▶ _Your objective_
Report every line of the material below that contains the string "field".

▶ _Extracted records_
'''
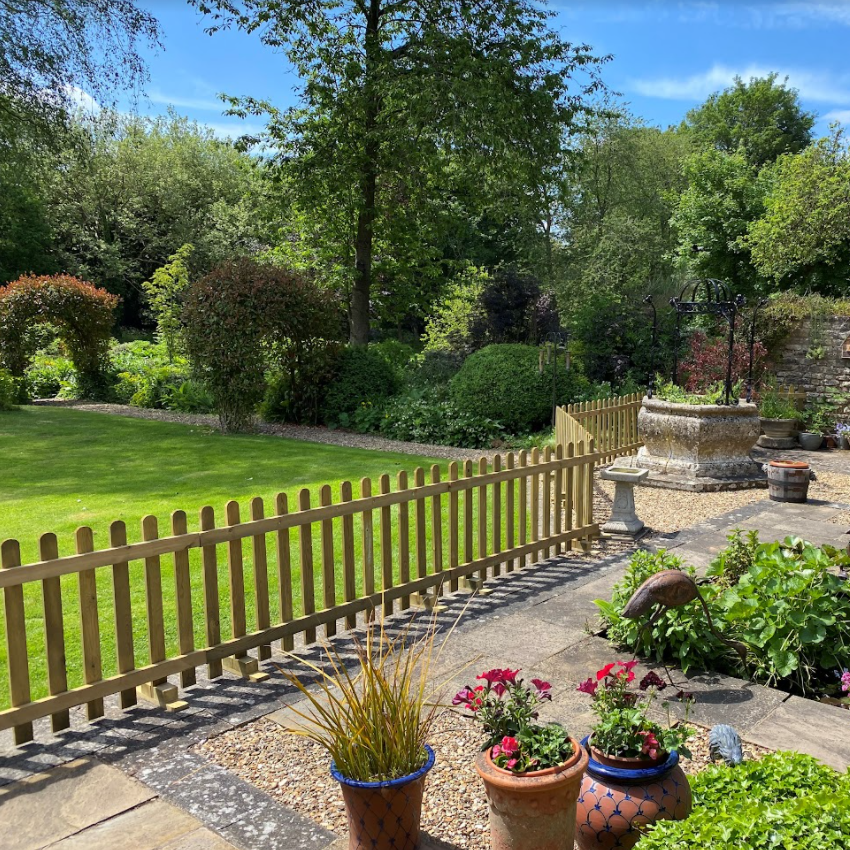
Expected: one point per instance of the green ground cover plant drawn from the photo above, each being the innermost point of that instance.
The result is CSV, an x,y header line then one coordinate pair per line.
x,y
784,800
782,599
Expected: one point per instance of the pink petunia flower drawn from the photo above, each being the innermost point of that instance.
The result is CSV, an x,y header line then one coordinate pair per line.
x,y
588,687
601,674
510,745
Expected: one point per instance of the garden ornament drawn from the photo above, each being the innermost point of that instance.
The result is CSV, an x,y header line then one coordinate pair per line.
x,y
672,589
725,743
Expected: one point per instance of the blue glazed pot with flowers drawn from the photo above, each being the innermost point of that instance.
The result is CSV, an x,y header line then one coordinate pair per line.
x,y
633,777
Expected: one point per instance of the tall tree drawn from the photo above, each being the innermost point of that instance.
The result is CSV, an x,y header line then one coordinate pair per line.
x,y
725,195
762,119
400,98
803,238
134,190
52,52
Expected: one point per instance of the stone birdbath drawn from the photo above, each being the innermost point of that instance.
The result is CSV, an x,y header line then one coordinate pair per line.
x,y
624,518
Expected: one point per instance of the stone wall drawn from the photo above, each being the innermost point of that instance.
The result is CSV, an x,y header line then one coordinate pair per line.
x,y
816,376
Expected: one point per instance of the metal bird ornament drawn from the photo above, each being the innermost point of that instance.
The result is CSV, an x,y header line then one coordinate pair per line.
x,y
725,743
672,589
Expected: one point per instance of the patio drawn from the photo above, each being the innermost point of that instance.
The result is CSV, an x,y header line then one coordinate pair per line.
x,y
137,779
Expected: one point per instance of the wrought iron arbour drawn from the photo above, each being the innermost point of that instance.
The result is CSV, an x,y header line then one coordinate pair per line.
x,y
700,298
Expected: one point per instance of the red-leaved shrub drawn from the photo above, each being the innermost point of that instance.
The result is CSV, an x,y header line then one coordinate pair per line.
x,y
82,312
707,360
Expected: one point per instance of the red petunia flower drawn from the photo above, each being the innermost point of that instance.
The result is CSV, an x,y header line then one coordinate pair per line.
x,y
588,687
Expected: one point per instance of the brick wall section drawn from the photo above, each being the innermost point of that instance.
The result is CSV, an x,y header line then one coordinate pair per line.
x,y
816,376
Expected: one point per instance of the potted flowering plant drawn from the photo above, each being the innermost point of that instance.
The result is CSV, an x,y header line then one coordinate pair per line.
x,y
531,771
633,776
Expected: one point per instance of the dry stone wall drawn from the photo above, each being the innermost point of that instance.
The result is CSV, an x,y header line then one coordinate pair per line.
x,y
816,375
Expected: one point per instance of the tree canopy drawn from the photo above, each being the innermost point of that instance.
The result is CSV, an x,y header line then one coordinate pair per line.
x,y
402,102
762,119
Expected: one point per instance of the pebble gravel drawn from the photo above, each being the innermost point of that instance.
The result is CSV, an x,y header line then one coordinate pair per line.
x,y
295,772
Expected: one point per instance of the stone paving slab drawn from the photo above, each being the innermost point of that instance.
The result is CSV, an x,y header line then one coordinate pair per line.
x,y
47,807
806,726
152,826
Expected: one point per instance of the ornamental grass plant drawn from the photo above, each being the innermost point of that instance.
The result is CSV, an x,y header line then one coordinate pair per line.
x,y
374,717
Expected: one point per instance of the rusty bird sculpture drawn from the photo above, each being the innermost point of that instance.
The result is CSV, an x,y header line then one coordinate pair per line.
x,y
672,589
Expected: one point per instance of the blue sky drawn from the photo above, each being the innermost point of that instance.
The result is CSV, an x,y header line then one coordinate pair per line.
x,y
667,56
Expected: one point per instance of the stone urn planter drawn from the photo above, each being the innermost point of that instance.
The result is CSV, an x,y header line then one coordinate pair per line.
x,y
384,815
621,796
778,433
699,447
534,810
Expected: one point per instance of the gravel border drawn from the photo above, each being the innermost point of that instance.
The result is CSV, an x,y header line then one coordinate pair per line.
x,y
295,772
307,433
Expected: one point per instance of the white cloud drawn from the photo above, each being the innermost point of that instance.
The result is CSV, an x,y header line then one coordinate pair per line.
x,y
818,87
180,102
842,116
235,130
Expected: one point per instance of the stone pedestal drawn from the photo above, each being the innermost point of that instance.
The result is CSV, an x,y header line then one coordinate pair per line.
x,y
624,518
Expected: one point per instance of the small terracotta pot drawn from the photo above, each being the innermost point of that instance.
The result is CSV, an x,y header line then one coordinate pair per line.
x,y
384,815
620,796
535,810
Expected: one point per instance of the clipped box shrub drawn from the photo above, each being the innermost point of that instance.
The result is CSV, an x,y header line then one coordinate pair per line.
x,y
503,382
363,376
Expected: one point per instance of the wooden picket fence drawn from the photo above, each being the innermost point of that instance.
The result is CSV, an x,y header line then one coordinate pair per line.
x,y
610,422
324,563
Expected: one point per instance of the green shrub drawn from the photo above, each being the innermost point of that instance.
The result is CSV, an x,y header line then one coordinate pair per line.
x,y
397,354
363,375
430,416
8,391
679,634
504,383
786,604
433,368
784,800
47,375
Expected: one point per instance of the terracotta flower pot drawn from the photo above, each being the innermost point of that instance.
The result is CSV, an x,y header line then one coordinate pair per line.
x,y
384,815
621,796
535,810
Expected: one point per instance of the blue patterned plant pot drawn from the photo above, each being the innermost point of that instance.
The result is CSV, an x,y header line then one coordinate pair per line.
x,y
620,797
384,815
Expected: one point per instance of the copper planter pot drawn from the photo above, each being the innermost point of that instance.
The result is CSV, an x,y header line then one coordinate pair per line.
x,y
620,797
535,810
384,815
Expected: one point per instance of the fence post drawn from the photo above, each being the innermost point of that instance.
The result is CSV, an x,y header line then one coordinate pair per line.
x,y
160,691
54,632
16,639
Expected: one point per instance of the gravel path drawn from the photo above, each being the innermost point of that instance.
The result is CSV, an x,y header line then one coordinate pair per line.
x,y
295,772
309,433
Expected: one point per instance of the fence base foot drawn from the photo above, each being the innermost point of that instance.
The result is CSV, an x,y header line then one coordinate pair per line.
x,y
474,584
245,666
428,601
164,695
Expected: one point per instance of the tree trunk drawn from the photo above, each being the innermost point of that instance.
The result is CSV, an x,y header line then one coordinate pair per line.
x,y
358,308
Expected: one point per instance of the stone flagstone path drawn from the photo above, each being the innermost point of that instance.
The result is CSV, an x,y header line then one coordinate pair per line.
x,y
134,782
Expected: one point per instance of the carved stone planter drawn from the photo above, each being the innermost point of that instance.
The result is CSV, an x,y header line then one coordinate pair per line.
x,y
699,447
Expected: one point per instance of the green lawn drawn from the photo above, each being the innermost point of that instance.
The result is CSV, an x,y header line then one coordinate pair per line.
x,y
64,468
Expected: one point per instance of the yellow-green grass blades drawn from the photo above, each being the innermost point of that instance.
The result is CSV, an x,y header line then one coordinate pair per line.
x,y
374,720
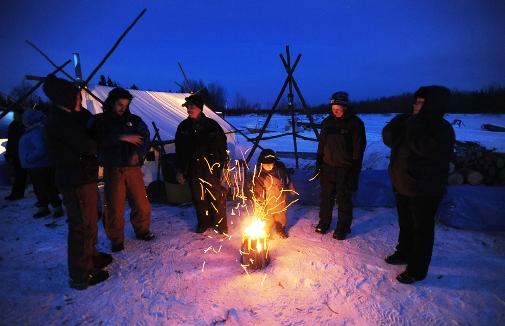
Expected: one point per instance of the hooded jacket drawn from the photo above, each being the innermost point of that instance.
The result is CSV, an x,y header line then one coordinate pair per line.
x,y
342,141
421,146
200,143
107,127
32,145
71,147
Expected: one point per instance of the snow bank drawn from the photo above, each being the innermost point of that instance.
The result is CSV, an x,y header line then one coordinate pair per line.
x,y
312,279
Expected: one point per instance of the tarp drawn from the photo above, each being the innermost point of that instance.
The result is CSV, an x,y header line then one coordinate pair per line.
x,y
165,109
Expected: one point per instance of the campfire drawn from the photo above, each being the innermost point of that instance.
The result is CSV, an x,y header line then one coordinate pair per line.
x,y
254,250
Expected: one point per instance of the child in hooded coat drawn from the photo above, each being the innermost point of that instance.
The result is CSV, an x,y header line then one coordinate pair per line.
x,y
269,185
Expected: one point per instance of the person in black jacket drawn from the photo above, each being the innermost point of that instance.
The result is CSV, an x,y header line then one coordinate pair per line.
x,y
73,151
422,144
123,141
339,159
16,129
270,187
201,156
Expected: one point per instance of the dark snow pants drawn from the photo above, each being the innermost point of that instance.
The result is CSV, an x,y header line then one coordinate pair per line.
x,y
44,187
209,200
80,203
336,186
123,183
416,218
19,182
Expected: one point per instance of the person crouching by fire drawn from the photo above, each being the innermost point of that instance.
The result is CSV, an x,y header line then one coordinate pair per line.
x,y
201,156
73,151
270,186
123,141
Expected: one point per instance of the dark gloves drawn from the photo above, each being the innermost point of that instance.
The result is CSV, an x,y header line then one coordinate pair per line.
x,y
354,176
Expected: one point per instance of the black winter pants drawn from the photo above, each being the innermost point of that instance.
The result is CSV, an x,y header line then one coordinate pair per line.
x,y
80,203
416,218
20,176
336,186
44,187
209,200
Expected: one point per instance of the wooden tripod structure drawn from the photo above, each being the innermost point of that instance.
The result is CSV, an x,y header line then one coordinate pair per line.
x,y
289,83
81,83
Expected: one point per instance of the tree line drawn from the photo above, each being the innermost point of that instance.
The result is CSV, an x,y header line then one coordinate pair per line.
x,y
487,100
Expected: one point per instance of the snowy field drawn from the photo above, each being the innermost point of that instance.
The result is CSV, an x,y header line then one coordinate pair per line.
x,y
376,154
183,278
311,280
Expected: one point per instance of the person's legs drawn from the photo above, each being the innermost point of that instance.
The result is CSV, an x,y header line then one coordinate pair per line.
x,y
328,193
39,182
217,204
115,195
80,203
345,207
201,204
52,190
140,215
423,235
405,223
19,183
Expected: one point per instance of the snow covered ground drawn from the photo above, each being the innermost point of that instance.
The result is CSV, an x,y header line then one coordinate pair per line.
x,y
311,280
191,279
376,154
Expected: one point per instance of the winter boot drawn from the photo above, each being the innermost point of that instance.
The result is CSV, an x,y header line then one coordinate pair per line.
x,y
116,247
95,277
101,260
13,197
280,230
340,234
395,259
322,228
98,277
41,212
58,211
407,278
148,236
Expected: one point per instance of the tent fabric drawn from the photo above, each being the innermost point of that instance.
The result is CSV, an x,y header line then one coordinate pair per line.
x,y
165,109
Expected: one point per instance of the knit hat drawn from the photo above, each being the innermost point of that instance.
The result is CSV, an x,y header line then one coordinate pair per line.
x,y
340,98
267,156
61,91
114,95
195,100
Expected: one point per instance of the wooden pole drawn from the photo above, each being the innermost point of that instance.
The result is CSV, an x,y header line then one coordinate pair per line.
x,y
188,85
48,59
262,131
291,105
114,47
80,83
34,88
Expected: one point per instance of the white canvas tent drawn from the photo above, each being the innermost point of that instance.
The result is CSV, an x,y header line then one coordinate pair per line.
x,y
165,109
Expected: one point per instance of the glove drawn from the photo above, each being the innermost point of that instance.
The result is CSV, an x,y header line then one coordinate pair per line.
x,y
180,178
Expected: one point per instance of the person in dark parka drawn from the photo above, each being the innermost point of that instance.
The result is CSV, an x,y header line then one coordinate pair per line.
x,y
73,151
339,159
201,156
34,157
422,144
14,132
270,187
123,141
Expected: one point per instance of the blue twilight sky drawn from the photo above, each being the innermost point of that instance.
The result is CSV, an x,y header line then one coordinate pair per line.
x,y
369,48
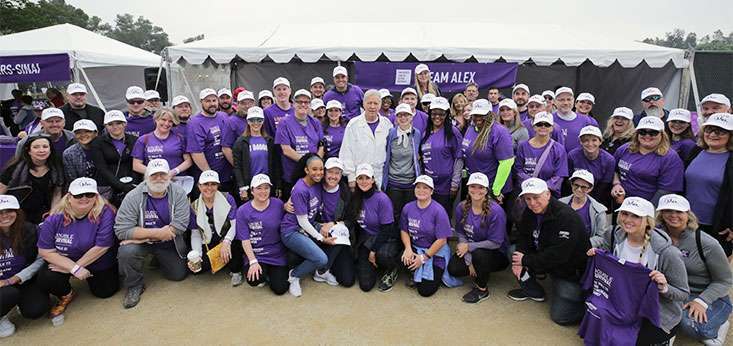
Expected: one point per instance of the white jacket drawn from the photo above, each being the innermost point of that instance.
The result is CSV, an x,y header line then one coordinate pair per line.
x,y
361,146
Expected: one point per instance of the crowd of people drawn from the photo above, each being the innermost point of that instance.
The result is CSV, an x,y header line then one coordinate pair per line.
x,y
631,224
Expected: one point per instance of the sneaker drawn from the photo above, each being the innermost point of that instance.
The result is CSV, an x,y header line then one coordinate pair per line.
x,y
326,277
7,328
519,295
388,280
237,279
132,297
62,305
294,288
475,295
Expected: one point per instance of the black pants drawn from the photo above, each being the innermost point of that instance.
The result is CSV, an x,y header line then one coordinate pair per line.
x,y
387,258
32,301
484,261
103,283
277,276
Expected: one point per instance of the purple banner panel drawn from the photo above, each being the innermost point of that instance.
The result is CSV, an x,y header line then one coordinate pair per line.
x,y
34,68
450,77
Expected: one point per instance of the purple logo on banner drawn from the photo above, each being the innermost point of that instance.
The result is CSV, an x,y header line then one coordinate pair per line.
x,y
450,77
34,68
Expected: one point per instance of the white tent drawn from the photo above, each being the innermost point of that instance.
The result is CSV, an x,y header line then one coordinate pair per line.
x,y
105,65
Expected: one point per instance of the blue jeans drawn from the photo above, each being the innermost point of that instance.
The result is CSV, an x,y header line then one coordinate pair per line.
x,y
314,257
717,313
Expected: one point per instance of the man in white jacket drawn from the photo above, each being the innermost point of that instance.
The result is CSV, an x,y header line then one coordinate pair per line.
x,y
365,139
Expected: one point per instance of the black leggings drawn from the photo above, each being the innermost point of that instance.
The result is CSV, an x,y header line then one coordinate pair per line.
x,y
484,261
277,276
103,283
28,296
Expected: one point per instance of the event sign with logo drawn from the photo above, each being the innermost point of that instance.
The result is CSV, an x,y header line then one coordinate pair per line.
x,y
34,68
450,77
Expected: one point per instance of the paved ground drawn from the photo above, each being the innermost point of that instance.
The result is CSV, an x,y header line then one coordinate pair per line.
x,y
207,310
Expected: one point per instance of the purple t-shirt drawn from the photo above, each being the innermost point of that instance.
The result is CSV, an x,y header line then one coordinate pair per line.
x,y
703,179
602,167
303,139
425,226
76,238
642,175
486,160
439,157
307,200
205,135
262,229
621,296
150,147
375,212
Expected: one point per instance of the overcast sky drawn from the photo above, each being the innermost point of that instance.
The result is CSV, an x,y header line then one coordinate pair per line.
x,y
631,19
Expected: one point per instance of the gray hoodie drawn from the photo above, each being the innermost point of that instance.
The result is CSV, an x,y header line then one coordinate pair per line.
x,y
132,214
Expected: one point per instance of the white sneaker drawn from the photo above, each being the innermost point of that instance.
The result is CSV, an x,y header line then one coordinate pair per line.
x,y
294,288
7,328
326,277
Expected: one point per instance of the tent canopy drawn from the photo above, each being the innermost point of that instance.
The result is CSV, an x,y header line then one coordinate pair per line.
x,y
486,42
87,48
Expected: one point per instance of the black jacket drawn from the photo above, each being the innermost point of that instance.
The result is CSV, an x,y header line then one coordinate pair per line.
x,y
240,153
93,113
563,242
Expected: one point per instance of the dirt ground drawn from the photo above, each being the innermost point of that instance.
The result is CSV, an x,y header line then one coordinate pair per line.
x,y
206,310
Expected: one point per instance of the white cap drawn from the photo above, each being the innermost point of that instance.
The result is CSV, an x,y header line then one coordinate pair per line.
x,y
673,202
440,103
209,177
717,98
637,206
651,123
722,120
624,112
8,202
478,178
280,81
51,112
534,186
408,90
586,97
245,95
520,86
74,88
83,185
207,92
650,92
317,80
255,112
84,124
591,130
180,99
403,108
264,93
302,92
151,94
134,92
259,179
679,114
334,162
425,180
224,91
420,68
157,166
340,70
583,174
365,169
543,117
114,116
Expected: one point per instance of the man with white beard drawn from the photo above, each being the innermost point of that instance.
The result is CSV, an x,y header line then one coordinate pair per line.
x,y
152,220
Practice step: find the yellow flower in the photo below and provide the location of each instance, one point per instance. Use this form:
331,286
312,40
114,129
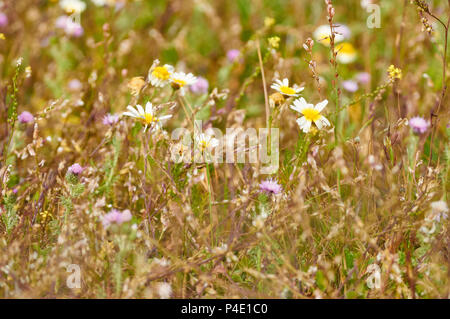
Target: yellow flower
311,113
346,53
160,75
136,84
268,22
274,42
395,73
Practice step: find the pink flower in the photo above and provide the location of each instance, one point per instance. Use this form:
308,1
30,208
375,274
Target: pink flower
3,20
419,125
76,169
270,187
110,119
363,77
25,117
116,217
233,55
200,87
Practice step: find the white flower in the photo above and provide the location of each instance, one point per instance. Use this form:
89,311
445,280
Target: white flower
323,33
147,116
205,141
180,79
284,88
310,114
160,75
164,290
72,6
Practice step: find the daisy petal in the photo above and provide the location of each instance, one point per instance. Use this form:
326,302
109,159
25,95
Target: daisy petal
320,106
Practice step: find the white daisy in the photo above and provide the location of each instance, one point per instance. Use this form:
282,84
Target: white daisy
147,116
160,75
205,141
284,88
180,79
310,114
323,34
72,6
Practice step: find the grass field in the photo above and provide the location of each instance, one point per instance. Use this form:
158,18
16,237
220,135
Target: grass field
100,198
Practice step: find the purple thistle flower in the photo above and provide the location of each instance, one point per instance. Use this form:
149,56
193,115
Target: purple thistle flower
3,20
270,187
419,125
200,87
116,217
25,117
233,55
363,77
110,119
75,169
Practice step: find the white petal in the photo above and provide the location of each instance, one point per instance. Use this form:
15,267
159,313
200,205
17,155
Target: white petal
140,109
164,117
320,106
304,124
325,121
299,105
133,110
149,108
130,114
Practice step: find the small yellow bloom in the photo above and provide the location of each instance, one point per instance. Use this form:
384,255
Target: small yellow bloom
346,53
136,84
395,73
268,22
277,99
274,42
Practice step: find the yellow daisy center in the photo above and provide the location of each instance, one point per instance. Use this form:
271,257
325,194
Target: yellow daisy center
149,119
346,48
287,90
311,114
161,73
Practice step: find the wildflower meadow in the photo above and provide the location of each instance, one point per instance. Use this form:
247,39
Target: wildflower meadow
218,149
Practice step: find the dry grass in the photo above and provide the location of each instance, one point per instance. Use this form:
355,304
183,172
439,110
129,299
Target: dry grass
355,218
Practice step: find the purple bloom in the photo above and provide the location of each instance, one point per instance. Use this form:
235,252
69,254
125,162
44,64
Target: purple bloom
343,31
419,125
116,217
3,20
110,119
76,169
233,55
25,117
363,77
350,86
270,186
201,86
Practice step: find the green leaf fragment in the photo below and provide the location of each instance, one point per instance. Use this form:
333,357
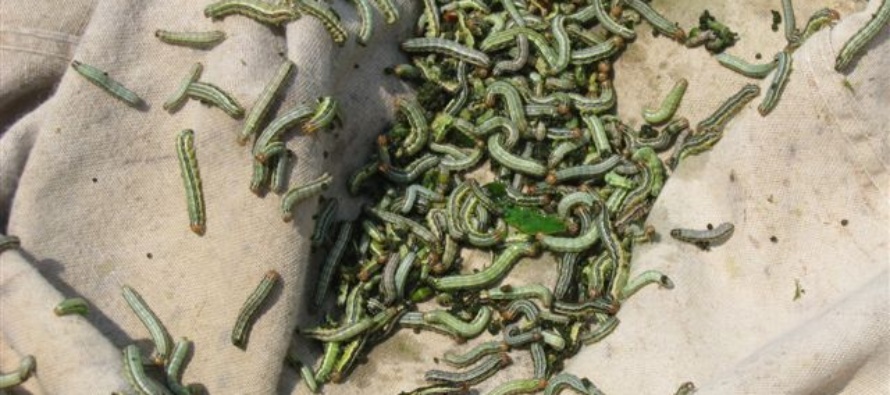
'''
▶ _Answer to this exercise_
Expected: one point per instance of the snowy field drawn from the photo above, each being the innermost point of that instance.
Practice step: find the grass field in the photo above and provide the location of each instance, one point per instance. Use this form:
Target: grass field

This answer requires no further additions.